— Task directions —
Copy every one of the records below line for line, without changing anything.

##########

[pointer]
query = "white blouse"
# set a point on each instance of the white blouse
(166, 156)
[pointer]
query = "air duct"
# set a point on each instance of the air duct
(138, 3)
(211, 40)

##########

— Finished exercise —
[pointer]
query = "white blouse"
# set a point on each instance of the white blouse
(166, 156)
[pointer]
query = "air duct"
# set a point on each instance of the air duct
(138, 3)
(211, 40)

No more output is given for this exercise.